Set exercise A: In the article on mandatory hog price reporting, transcribe the stretch from "Packer-owned hogs must" through "offering what deals.".
Set exercise B: According to the hog price reporting article, what is the largest fine USDA can levy against a packer whose reports show a pattern of significant difference?
Set exercise C: Summarize the hog price reporting article in two sentences.

Price transparency in the hog market has been producers’ rallying cry for some time now. It appears you will soon be getting what you’ve asked for.
USDA outlined the rules for the Livestock Mandatory Price Reporting Act of 1999 in March. This was followed by a 30-day comment period ending April 17. The rules are expected to go into effect in mid to late summer, with the intention of clearing up the sometimes muddy hog price picture.
Among the legislation’s chief objectives is to provide information on the volume and terms of sale for domestic swine, as well as slaughter numbers. One of the required reports involves publishing the previous day’s activities by 8 a.m. This report is considered one of the major selling points by some, while others find it a sizable snag in the program.
“Mandatory price reporting will provide some information that isn’t available now, especially the prior day reporting,” says Steve Meyer, director of economics at the National Pork Producers Council.
The flip side of that coin comes from packers who say that the prior day report will be difficult if not impossible to report.
“Some packers are not even sure they will be able to report some of their hogs sold on contracts, because their price may be tied to a weekly average,” says Jens Knutson, economist for the American Meat Institute.
USDA’s Agricultural Marketing Service says the parties involved in contracts with such provisions need to decide if those terms are still practical for the new price reporting system.
Daily information will be required from all packers that slaughter 100,000 hogs per year, which will cover 95 percent of U.S. slaughter.
Currently, packers voluntarily report prices two or three times a day. Any hogs purchased by 2 p.m. are included in the end of the day report and hogs sold after 2 p.m. aren’t being reported anywhere. That will change when the law goes into effect and the prior day report becomes mandatory.
The new prior day report will include actual prices from the previous day.
Any discrepancies between a packer’s current day report and the complete day’s report published the following day can lead to trouble. If USDA determines there is a pattern of significant difference between the two reports it can levy a fine of up to $10,000 against that packer depending on circumstances, according to Kenneth Clayton, associate administrator for AMS.
There will be a procedure for due process, allowing a packer to plead its case if needed. USDA also will have the power to assess injunctions and restraining orders against offending parties in some cases. The bill authorizes the Grain Inspection Packers and Stockyards Administration to establish a system of gathering information on current marketing contracts. This information will be compiled into a contract catalog, allowing you to see what contracts are available and who is offering them.
Packer-owned hogs must be reported separately from other market hogs. Slaughter numbers and carcass characteristics must be reported on those hogs, but not prices.
“That price is really immaterial to the performance of a vertically integrated system, and it could be used to manipulate the average prices for the hogs actuallytraded,” Meyer says.
For all other hog purchases, the rules require packers to report base prices, net prices and carcass characteristics. Showing both prices gives you a more complete market picture.
In addition, packers will have to report “non-carcass” premiums, like delivery time or load size, weekly by plant, so that you can identify which plant is offering what deals.
Another provision of the bill is that USDA will publish monthly Hogs and Pigs Reports in addition to the current quarterly report. The survey will be simplified to reduce the reporting burden and save funds.
Not everyone likes the new rules, however. The American Meat Institute, which represents packer interests, has opposed the bill.

Material shown:
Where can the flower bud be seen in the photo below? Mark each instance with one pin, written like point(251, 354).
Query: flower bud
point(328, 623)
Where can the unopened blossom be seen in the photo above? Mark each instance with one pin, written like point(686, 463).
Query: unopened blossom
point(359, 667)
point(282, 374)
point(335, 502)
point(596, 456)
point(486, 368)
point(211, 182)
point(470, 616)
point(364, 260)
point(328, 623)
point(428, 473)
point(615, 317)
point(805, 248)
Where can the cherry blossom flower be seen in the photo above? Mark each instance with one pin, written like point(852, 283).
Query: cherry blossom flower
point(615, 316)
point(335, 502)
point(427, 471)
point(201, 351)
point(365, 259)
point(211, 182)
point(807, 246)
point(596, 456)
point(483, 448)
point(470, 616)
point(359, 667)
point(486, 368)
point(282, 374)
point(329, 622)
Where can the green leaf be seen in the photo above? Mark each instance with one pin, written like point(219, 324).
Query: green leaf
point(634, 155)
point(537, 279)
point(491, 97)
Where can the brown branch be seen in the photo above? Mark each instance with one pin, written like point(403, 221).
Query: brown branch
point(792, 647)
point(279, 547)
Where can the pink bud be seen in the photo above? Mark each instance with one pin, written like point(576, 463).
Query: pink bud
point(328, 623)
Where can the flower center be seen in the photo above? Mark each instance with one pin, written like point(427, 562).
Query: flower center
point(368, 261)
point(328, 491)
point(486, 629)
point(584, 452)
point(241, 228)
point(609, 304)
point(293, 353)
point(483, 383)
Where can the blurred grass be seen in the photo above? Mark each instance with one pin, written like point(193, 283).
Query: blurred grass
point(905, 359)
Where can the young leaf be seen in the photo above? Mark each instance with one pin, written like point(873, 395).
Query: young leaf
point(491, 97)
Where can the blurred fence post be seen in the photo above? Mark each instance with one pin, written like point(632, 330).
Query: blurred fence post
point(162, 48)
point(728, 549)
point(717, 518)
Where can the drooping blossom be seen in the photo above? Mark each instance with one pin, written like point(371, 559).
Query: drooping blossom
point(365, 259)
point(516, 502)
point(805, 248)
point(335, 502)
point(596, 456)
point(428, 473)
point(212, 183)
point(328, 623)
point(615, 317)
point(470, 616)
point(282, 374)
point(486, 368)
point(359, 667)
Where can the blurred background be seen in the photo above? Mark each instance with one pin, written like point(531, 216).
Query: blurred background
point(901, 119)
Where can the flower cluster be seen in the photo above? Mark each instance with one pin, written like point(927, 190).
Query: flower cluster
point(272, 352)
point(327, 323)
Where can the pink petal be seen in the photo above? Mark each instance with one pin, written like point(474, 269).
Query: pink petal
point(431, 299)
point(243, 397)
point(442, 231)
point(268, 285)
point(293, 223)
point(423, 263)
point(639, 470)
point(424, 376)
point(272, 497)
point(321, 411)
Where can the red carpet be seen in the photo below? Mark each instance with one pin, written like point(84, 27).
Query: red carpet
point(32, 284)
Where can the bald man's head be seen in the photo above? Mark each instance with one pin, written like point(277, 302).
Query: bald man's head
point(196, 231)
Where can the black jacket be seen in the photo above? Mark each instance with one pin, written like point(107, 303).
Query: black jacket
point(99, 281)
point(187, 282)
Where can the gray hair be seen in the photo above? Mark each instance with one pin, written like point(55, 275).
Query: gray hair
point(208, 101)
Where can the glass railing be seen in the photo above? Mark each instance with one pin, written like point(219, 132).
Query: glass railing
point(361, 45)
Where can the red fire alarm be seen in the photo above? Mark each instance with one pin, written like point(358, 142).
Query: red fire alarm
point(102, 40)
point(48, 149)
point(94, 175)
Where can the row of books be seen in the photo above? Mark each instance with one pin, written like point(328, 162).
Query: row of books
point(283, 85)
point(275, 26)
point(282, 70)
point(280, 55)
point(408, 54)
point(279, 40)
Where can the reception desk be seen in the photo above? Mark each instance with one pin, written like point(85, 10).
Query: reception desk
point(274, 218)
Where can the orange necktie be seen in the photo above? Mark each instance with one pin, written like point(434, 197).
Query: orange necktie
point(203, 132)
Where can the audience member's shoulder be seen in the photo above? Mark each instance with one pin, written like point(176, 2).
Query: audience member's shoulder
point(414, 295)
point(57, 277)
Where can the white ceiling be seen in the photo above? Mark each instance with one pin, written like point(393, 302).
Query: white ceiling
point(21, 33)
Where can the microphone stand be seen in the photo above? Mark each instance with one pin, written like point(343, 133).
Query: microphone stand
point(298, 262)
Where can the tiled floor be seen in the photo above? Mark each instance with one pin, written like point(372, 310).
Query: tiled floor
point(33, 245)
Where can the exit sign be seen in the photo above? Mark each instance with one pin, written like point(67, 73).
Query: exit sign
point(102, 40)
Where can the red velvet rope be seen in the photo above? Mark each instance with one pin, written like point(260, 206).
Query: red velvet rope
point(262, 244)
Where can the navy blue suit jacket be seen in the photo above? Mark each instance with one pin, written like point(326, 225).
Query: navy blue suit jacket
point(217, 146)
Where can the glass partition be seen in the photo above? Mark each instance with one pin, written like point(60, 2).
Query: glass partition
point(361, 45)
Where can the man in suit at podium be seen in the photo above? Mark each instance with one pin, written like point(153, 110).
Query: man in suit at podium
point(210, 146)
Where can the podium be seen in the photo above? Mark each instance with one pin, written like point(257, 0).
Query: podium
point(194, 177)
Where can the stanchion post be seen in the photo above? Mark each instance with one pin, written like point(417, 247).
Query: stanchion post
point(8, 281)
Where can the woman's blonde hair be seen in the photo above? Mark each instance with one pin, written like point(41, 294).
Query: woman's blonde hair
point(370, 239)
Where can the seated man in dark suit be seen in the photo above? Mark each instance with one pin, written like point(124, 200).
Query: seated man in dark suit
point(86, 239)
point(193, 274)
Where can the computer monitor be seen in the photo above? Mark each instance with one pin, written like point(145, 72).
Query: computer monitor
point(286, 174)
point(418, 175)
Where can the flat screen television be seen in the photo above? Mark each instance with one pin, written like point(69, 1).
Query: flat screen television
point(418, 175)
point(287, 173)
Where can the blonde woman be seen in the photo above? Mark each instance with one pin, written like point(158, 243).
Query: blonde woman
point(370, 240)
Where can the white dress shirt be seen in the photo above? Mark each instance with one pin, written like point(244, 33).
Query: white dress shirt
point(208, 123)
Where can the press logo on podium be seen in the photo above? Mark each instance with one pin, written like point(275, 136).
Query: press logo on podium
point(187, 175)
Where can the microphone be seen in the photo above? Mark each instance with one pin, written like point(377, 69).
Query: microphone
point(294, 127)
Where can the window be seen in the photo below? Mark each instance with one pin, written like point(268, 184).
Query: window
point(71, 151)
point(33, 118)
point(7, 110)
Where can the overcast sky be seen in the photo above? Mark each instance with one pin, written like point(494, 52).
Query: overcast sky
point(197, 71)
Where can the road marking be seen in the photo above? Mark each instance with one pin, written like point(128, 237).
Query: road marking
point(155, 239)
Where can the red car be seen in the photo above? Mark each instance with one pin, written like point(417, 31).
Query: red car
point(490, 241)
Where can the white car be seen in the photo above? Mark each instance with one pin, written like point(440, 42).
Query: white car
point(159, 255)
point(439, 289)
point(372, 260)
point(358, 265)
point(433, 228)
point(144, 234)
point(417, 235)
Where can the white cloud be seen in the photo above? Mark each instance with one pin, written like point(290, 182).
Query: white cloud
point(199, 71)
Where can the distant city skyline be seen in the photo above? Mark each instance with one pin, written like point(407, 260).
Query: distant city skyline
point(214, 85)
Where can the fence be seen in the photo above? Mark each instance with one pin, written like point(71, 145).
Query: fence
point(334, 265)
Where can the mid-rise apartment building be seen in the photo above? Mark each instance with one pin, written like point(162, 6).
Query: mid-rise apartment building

Result A:
Packer-owned hogs must be reported separately from other market hogs. Slaughter numbers and carcass characteristics must be reported on those hogs, but not prices.
“That price is really immaterial to the performance of a vertically integrated system, and it could be used to manipulate the average prices for the hogs actuallytraded,” Meyer says.
For all other hog purchases, the rules require packers to report base prices, net prices and carcass characteristics. Showing both prices gives you a more complete market picture.
In addition, packers will have to report “non-carcass” premiums, like delivery time or load size, weekly by plant, so that you can identify which plant is offering what deals.

Result B: Up to $10,000.

Result C: USDA has outlined rules for the Livestock Mandatory Price Reporting Act of 1999, which is meant to clear up the hog price picture by requiring large packers to report sale volumes, terms, prices and slaughter numbers, including a report of the previous day's activities by 8 a.m. Some welcome the prior day report, but packers say it will be difficult if not impossible to produce, and the American Meat Institute, which represents packer interests, has opposed the bill.